§ Source excerpt
Join Newsletter

Search at Scale: Using Machine Learning to Automate Content Metadata

YOW! Data 2019

For media organisations, reach is everything. Getting eyeballs and ears in front of content is their raison d'être.

Search plays a critical role in connecting audiences with t-1 content (yesterday's news, last week's podcast). However, with audience expectations conditioned by Google and others, it is challenging to deliver robust, scalable search that people actually want to use.

The relevance of your results is everything, and to produce relevant results you need good metadata for every object in your search index. With hundreds of thousands of content objects and an audience of millions, the ABC has unique challenges in this regard.

This talk will explore the ABC's use of Machine Learning (ML) to automatically generate meaningful metadata for pieces of content (audio/video/text), including AWS MLaaS for full transcripts of audio podcasts and a platform developed in-house for NLP tasks such as entity recognition and automated document summarisation, and image-related tasks such as segmentation and tagging.

§ Short problem
In the talk summary above, start at the words "Search at Scale: Using" and stop after "their raison d'être.". Write out that stretch word for word.

§ Records supplied
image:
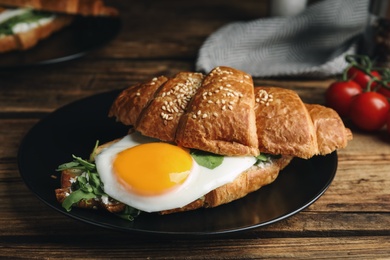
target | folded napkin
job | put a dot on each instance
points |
(312, 43)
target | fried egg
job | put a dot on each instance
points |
(151, 175)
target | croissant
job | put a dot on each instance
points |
(223, 113)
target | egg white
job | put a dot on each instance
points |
(200, 181)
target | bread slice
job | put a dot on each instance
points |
(225, 114)
(160, 119)
(220, 117)
(28, 33)
(81, 7)
(28, 39)
(284, 125)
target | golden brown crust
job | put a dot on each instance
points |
(161, 117)
(330, 130)
(82, 7)
(273, 119)
(284, 125)
(128, 106)
(220, 118)
(29, 39)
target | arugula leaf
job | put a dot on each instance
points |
(88, 185)
(129, 213)
(206, 159)
(6, 28)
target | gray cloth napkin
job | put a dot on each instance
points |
(312, 43)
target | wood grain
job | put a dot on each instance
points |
(350, 221)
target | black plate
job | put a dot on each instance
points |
(82, 36)
(75, 128)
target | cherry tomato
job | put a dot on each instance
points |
(369, 111)
(339, 95)
(388, 122)
(384, 91)
(362, 78)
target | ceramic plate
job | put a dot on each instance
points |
(75, 128)
(82, 36)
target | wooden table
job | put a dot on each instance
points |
(352, 219)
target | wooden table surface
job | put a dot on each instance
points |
(351, 220)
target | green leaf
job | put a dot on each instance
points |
(6, 28)
(85, 163)
(129, 213)
(206, 159)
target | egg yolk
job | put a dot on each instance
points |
(153, 168)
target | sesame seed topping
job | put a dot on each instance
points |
(263, 97)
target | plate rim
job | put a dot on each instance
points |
(333, 159)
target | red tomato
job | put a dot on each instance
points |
(384, 91)
(388, 122)
(362, 78)
(369, 111)
(339, 95)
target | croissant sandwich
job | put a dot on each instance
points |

§ Finished answer
Search at Scale: Using Machine Learning to Automate Content Metadata

YOW! Data 2019

For media organisations, reach is everything. Getting eyeballs and ears in front of content is their raison d'être.